» **MATERIAL FOR THE TASK**

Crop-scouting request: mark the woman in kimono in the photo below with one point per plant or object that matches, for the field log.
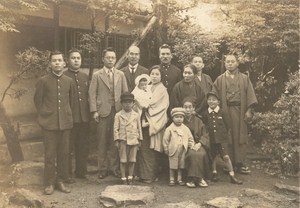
(202, 79)
(188, 87)
(197, 160)
(150, 153)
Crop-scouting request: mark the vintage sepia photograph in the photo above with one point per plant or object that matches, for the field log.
(149, 103)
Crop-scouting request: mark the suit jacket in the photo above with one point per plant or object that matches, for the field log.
(99, 92)
(130, 82)
(128, 129)
(81, 111)
(53, 100)
(172, 136)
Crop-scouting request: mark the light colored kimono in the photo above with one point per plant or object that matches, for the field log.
(157, 115)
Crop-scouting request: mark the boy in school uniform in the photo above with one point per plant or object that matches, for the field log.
(79, 138)
(127, 136)
(219, 136)
(53, 100)
(176, 141)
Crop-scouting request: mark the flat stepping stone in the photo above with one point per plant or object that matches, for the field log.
(225, 202)
(184, 204)
(124, 195)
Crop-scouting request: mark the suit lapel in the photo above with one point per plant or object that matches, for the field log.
(104, 77)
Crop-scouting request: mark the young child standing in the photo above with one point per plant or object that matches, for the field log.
(127, 136)
(176, 140)
(219, 136)
(142, 94)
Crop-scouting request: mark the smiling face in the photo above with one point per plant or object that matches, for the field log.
(188, 74)
(109, 59)
(198, 63)
(133, 55)
(127, 105)
(74, 60)
(57, 63)
(212, 101)
(155, 76)
(178, 119)
(189, 108)
(165, 56)
(231, 63)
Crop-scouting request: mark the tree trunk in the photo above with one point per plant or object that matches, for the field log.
(138, 40)
(11, 135)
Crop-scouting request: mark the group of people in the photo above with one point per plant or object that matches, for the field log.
(148, 121)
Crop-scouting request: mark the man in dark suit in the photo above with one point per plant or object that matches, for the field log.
(133, 69)
(105, 91)
(79, 139)
(53, 100)
(170, 74)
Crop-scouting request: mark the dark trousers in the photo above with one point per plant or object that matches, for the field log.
(79, 146)
(56, 144)
(108, 157)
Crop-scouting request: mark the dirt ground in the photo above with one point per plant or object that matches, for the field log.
(85, 192)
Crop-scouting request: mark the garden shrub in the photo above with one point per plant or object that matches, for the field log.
(279, 128)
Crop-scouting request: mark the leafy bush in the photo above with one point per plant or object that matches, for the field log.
(279, 129)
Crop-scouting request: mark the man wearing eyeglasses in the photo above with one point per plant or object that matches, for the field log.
(106, 87)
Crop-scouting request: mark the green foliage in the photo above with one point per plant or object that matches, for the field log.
(9, 12)
(280, 128)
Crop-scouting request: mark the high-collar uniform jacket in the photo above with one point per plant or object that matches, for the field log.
(128, 129)
(131, 79)
(100, 93)
(53, 100)
(217, 127)
(175, 135)
(81, 112)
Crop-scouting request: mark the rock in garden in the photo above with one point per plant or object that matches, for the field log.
(23, 197)
(184, 204)
(124, 195)
(4, 201)
(225, 202)
(293, 189)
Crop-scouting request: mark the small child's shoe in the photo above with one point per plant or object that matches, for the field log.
(172, 183)
(124, 181)
(191, 184)
(181, 183)
(203, 183)
(215, 177)
(144, 123)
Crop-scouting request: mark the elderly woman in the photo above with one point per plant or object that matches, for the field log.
(188, 87)
(197, 160)
(152, 146)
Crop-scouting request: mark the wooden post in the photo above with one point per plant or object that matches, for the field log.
(138, 40)
(12, 136)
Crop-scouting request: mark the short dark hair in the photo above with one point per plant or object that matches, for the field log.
(109, 49)
(56, 52)
(73, 50)
(192, 66)
(143, 80)
(154, 67)
(165, 46)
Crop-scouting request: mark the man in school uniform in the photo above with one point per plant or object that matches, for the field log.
(105, 90)
(53, 100)
(79, 138)
(134, 69)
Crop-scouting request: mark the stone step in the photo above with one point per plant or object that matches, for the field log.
(28, 130)
(31, 150)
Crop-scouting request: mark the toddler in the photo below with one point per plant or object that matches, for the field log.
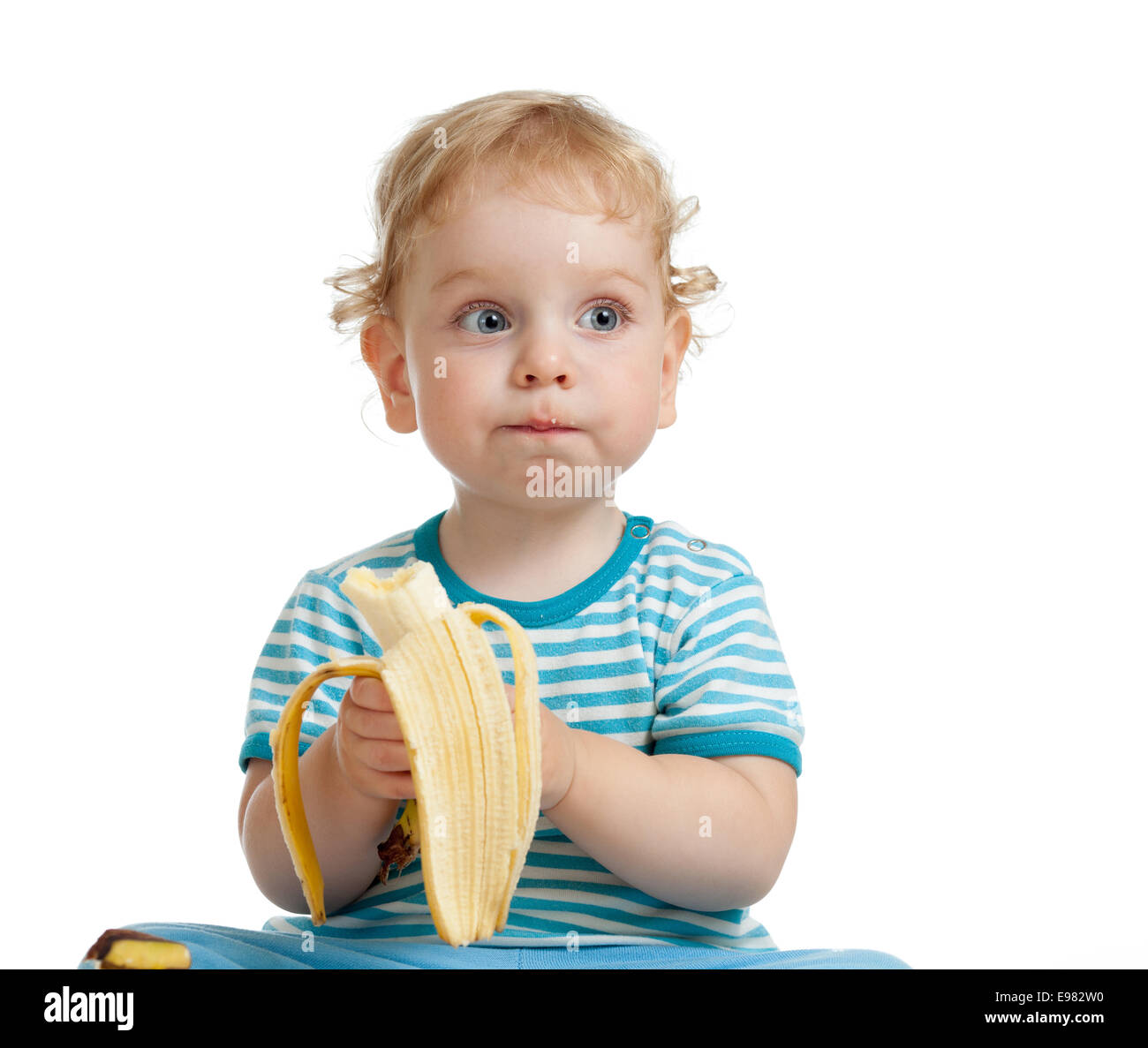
(524, 316)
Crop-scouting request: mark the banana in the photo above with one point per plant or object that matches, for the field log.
(123, 947)
(478, 773)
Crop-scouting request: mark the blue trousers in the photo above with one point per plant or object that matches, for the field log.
(214, 946)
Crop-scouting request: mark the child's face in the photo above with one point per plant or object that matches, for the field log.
(550, 340)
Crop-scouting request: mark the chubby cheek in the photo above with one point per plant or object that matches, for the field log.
(632, 409)
(449, 400)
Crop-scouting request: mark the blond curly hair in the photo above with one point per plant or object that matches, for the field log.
(544, 144)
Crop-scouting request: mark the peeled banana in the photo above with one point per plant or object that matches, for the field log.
(478, 773)
(125, 947)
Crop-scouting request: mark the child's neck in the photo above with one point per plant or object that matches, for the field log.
(503, 553)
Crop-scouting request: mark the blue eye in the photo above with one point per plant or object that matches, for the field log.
(607, 313)
(487, 318)
(492, 320)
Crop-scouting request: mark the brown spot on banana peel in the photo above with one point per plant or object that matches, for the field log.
(397, 849)
(155, 949)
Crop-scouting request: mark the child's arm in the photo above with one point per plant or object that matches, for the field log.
(646, 818)
(345, 826)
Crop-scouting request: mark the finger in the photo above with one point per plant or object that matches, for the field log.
(372, 723)
(379, 754)
(370, 692)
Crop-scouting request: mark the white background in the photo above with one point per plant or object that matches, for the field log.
(925, 427)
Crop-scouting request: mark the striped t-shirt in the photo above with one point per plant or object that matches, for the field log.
(667, 647)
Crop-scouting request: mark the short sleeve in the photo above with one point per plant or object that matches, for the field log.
(724, 688)
(316, 624)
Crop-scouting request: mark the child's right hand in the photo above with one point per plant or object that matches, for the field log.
(368, 743)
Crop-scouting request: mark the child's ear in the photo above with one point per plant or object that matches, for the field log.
(678, 329)
(380, 343)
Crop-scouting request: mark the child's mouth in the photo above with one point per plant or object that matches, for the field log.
(540, 432)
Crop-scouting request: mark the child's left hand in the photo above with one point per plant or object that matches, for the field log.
(558, 753)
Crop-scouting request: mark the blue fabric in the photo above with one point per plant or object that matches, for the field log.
(214, 946)
(668, 647)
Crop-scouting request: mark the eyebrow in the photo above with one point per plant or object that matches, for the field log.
(483, 275)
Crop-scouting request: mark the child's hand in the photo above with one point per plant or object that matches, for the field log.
(368, 743)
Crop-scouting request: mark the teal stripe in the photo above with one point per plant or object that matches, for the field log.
(634, 667)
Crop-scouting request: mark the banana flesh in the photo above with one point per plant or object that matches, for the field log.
(123, 947)
(478, 773)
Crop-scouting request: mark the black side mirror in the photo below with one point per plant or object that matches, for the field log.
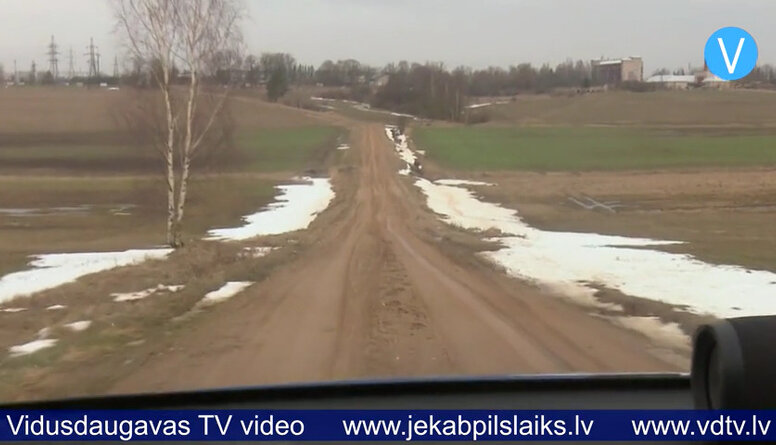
(734, 364)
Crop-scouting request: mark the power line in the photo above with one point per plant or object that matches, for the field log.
(71, 66)
(53, 54)
(94, 60)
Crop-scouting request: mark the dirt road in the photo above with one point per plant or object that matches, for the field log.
(375, 294)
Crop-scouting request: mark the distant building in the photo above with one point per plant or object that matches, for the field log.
(673, 81)
(616, 71)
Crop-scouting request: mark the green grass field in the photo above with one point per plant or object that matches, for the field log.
(286, 149)
(660, 108)
(267, 149)
(592, 148)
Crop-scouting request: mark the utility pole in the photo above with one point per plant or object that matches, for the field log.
(94, 60)
(71, 66)
(53, 54)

» **WHAT THIS TASK INVOLVES**
Rewrite the whole listing, replacing every "field log" with "scouting notebook" and keeping everything else unchanged. Leave the pictures out.

» **FINAL ANSWER**
Crop-scouting request: mark the woman in kimono in the photo below with one point per plant or object that matches, for the scouting notebook.
(202, 79)
(188, 87)
(197, 160)
(150, 153)
Crop-scouting request: mark the vintage sepia photograph in the photo above with one point per plant or object that matches, for the scouting notebook.
(149, 103)
Crop-scouting request: mark the suit jacket in the photo above with one point per plant or object that matches, for the scouting notebook.
(99, 92)
(130, 82)
(128, 129)
(81, 111)
(53, 100)
(172, 136)
Crop-scouting request: mark the light colored kimono in the photo above with one point per plant or object that matches, for the scouting notebook.
(157, 115)
Crop-scouting request: mark the boy in school uniform in the photo above with one point per plant or object that matches, for the scouting notebook.
(79, 138)
(127, 136)
(219, 136)
(53, 100)
(176, 141)
Crop-scouting request: mark the flat stepping stone in the photo above with one point per plant or object that matches, for the scouting notebook.
(225, 202)
(184, 204)
(124, 195)
Crop-scouting request: mark the suit lapel in the photo above with one point per plant or object that matches, for the scouting notebook.
(104, 77)
Crop-scouting request: mark the young child standing in the photo above with one point per plant or object that matches, for the scouting notebook.
(127, 136)
(176, 140)
(219, 136)
(142, 94)
Crop-scouting request: mark the smiling face in the photo above with one point per plant or object that matches, for the scouting notebook.
(188, 74)
(109, 59)
(198, 63)
(133, 55)
(127, 105)
(74, 60)
(57, 63)
(212, 101)
(155, 76)
(178, 119)
(189, 108)
(165, 56)
(231, 63)
Crop-scouting request: mark the tree trunk in the photo above with one point per plant or object that matches, for the scouting notebook.
(138, 40)
(11, 135)
Crop-scouting request: mark the group of people in the photo above with one point per plant or object that matches, for the scouting notebook.
(148, 121)
Crop-scouting request: mark the man in dark suit in the photo above with one point per plant or object that matches, for the scouting notebook.
(133, 69)
(105, 91)
(79, 139)
(53, 100)
(170, 74)
Crop-scouting request: mark the dark trousers in the photo above with one point per plant or object that matches, for the scouting notebook.
(79, 146)
(56, 144)
(108, 157)
Crop-scouting request: mark the dirt ground in the photo above with one point per plant or object that matches, for the scouting notebook.
(85, 192)
Crop-scouting request: mark the garden shrub in the photo above with one point per plant or object that matches, for the scouting notebook.
(279, 128)
Crop-scouting request: mark the leafy bush in the photo above with one point per plant or object that matches, for the scouting notebook.
(279, 129)
Crop-scouting request: mark the man wearing eyeglasses in the photo above with one point per plant or object that matches, for the scouting notebook.
(106, 87)
Crop-scouting request: mark the green foliage in the photo above with one point per plant or object that matches, for the scouting notebook.
(9, 12)
(280, 128)
Crop-scouting request: mark the high-collar uniform jacket in the photo above with one point per plant or object that matches, for the scouting notebook.
(128, 129)
(131, 79)
(100, 93)
(53, 100)
(217, 127)
(175, 135)
(81, 112)
Crop-scouting request: mark the rock in garden in the photo above with one point per plant or object that matches, for the scouting notebook.
(23, 197)
(184, 204)
(124, 195)
(4, 201)
(225, 202)
(293, 189)
Crop-scouting request: mark the small child's shoe in the photo above with one point per plant or object that matches, for the scouting notebook.
(172, 183)
(124, 181)
(191, 184)
(181, 183)
(203, 183)
(215, 177)
(144, 123)
Crop-scouting request: mark the elderly woman in the photo above with one point per plant or object that matches, for the scouting notebook.
(188, 87)
(197, 160)
(152, 146)
Crop-scouting request: mark the wooden post in the photo above with one point per plant or object that matches, for the scouting notebook.
(138, 40)
(12, 136)
Crop-scouting request: mark the short dark hair in the photo above with one point per plant or object that matches, for the scouting notebook.
(109, 49)
(56, 52)
(73, 50)
(192, 66)
(143, 80)
(154, 67)
(165, 46)
Crop-scouting request: mark the man in school uniform in the photo above with one point per plant or object that matches, for the scouting notebook.
(105, 90)
(53, 100)
(79, 138)
(134, 69)
Crop-scouting request: mark the stone step in the photo above with one point per plant or object that matches, for the scouting notebook.
(28, 130)
(31, 150)
Crop-scouting request: mark the toddler in the photo below with one point per plant or object that matches, for the scouting notebook.
(524, 316)
Crop-scouting request: mark the banana in the photo above with one point per plant or object that matches, for the scouting notebook.
(123, 947)
(478, 773)
Crop-scouting request: mark the blue trousers in the photo above with one point per plant or object that matches, for the scouting notebook.
(214, 946)
Crop-scouting request: mark the child's face in the photo above with one point per plant or object that matches, for the scouting notebook.
(550, 340)
Crop-scouting request: mark the chubby cheek in the photo above with one point per plant or object that matches, for the scouting notebook.
(632, 409)
(449, 400)
Crop-scouting request: mark the blond curly hair in the photo above with one point per plant or object that matches, for the scouting notebook.
(544, 144)
Crop-scouting request: mark the peeled banana in the photo above with one point per plant or object that matches, for the scouting notebook.
(478, 773)
(125, 947)
Crop-scouting request: mark the child's neck in the photo above with one point per plant or object that matches, for the scouting notebook.
(503, 553)
Crop-scouting request: mark the blue eye in the photo above with one point per plant or object that matches, for the scouting notebook.
(607, 313)
(487, 318)
(492, 320)
Crop-scouting request: mark the brown spot on banana peel in the photo above with one point per plant or object that matches, for the scouting notebook.
(397, 849)
(155, 949)
Crop-scouting request: mark the child's arm in the photo above with one point per plant or object that matches, for the scouting notebook.
(646, 818)
(345, 826)
Crop-scouting request: mark the finger in the photo above with one point per plant or object that matches, for the scouting notebook.
(372, 723)
(379, 754)
(370, 692)
Crop-scouting request: mark the white background in the photo above with one point per plant or object that matches, for the scouting notebook.
(925, 427)
Crop-scouting request: mark the striped t-shirt in the photo above with one point per plant or object that matches, for the scouting notebook.
(667, 647)
Crop-scouting request: mark the short sleeve in the photo above with one point per plant or object that matches, for the scouting notebook.
(724, 688)
(316, 624)
Crop-scouting request: mark the child's right hand in the photo above with one point per plant or object that matches, for the scouting notebook.
(368, 743)
Crop-scouting request: mark the child's ear in the photo above with one point per plant or object that matches, for the scouting notebook.
(678, 329)
(380, 343)
Crop-scouting request: mark the child's mouth in the photo above with one point per plant or object that matches, for the scouting notebook.
(540, 432)
Crop-scouting request: mark the child's left hand in the photo above with one point per plant or object that matches, for the scouting notebook.
(558, 753)
Crop-scouting request: mark the blue fabric in the photo above with one point per plant or object that matches, for the scouting notebook.
(214, 946)
(668, 647)
Crop-scouting request: mark the eyebrow in the photo above with one point per plant or object that matches, for the scouting notebook.
(483, 275)
Crop-scouting request: mark the child's hand in the photo above with one point per plant or object that matches, for the scouting notebook.
(368, 743)
Crop-scouting request: mark the teal stripe in the photo above with one point per plant or object that matches, for the scouting notebook.
(634, 667)
Crop-scouting request: mark the banana flesh in the photo above with one point per plant or object that matches, for the scouting notebook.
(123, 947)
(478, 773)
Crop-scouting request: mark the black side mirror in the photo below with one point per plant or object that matches, for the scouting notebook.
(734, 364)
Crop-scouting request: mark the power line in the photo above with one point per plant or object that matches, for the scouting notebook.
(71, 66)
(53, 54)
(94, 60)
Crop-scouting request: mark the dirt road in the photo above with one point per plant or object that matches, for the scouting notebook.
(375, 294)
Crop-scouting request: mark the distant building in the photo above with one point per plant or object that matches, for the scouting notebook.
(673, 81)
(616, 71)
Crop-scouting request: mark the green grass field in the photo above with one point per plant or object that matches, for the scouting notebook.
(286, 149)
(660, 108)
(267, 149)
(592, 148)
Crop-scouting request: mark the utility pole in the photo above with one point per plant or object that matches, for the scouting notebook.
(94, 60)
(71, 66)
(53, 54)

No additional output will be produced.